### Liste des tâches
#1 Quel roman paru environ trois ans plus tôt l'auteur de la chronique sur Reamde qualifie-t-il de « sublimissime » ?
#2 Reprenez la chronique sur Reamde et poursuivez-la à partir de sa dernière phrase.

### Texte à lire
>>>>>

Schéma de l'intrigue |
Reamde
roman de Neal Stephenson
roman de Neal Stephenson
« Limez-zoi,
ou il vous en cuira ! »
Avertissement du blogueur : cette chronique raconte tout le livre, et même plus.
Trois
ans à peine après le sublimissime Anathem (dont la
traduction en français est actuellement perdue dans les limbes
éditoriales d'un éditeur que je ne nommerai pas, de peur de créer
un caillot sur votre écran), Neal Stephenson revient à l'assaut
avec un autre pavé de plus de mille pages, au titre mystérieux
quoique-pas-tant-que-ça-pour-peu-qu'on-y-réfléchisse :
Reamde. Non, non, ce n'est pas une faute ; ou plutôt si,
c'en est une, mais elle a été voulue par l'auteur (c'est-à-dire
que, pour une fois, ce n'est pas l'éditeur qui s'est gouré). Il
faut donc bel et bien... lire Reamde !

<<<<<

### Données fournies
>>>>>

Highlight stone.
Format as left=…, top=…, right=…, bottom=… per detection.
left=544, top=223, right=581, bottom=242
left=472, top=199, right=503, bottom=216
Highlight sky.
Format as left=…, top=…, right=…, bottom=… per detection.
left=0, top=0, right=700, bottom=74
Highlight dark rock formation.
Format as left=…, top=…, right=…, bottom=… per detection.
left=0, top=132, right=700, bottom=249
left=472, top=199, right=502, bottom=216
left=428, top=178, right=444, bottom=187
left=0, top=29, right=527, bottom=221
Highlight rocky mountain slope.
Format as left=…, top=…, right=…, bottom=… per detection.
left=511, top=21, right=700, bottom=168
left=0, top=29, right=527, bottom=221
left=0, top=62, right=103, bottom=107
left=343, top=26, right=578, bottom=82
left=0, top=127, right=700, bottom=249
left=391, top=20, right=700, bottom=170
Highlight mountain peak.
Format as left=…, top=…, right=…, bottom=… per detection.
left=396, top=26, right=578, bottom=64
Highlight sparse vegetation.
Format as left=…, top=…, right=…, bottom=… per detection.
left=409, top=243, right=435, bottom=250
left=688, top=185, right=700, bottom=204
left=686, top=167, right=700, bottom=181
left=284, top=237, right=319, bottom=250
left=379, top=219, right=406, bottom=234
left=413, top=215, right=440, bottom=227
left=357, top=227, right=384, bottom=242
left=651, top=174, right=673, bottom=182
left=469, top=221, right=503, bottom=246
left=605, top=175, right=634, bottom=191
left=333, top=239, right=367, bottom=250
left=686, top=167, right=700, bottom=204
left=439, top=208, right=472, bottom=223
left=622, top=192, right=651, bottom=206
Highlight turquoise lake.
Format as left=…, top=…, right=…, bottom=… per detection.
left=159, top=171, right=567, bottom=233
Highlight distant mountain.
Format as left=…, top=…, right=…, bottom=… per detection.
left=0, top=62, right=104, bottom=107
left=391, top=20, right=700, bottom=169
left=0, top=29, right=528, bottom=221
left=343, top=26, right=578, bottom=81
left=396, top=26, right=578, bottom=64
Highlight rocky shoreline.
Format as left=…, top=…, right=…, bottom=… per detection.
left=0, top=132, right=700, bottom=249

<<<<<

### Tâches résolues
#1 Anathem.

#2
Comme
la traduction française n'aura sans doute pas lieu avant 2016 au bas
mot, je peux bien vous raconter l'intrigue de A à Z aujourd'hui ;
d'ici parution, vous l'aurez largement oubliée. Pour l'essentiel,
disons que Reamde se déroule en deux étapes : la
première s'intitule Neuf dragons et fait une bonne moitié du
bouquin ; la seconde s'appelle Chutes américaines et
occupe l'autre moitié (je parie d'ores et déjà mon chapeau contre
une enclume en or massif que l'éditeur putatif de la traduction
s'efforcera d'en tirer un nombre étrange de volumes ;
passons...).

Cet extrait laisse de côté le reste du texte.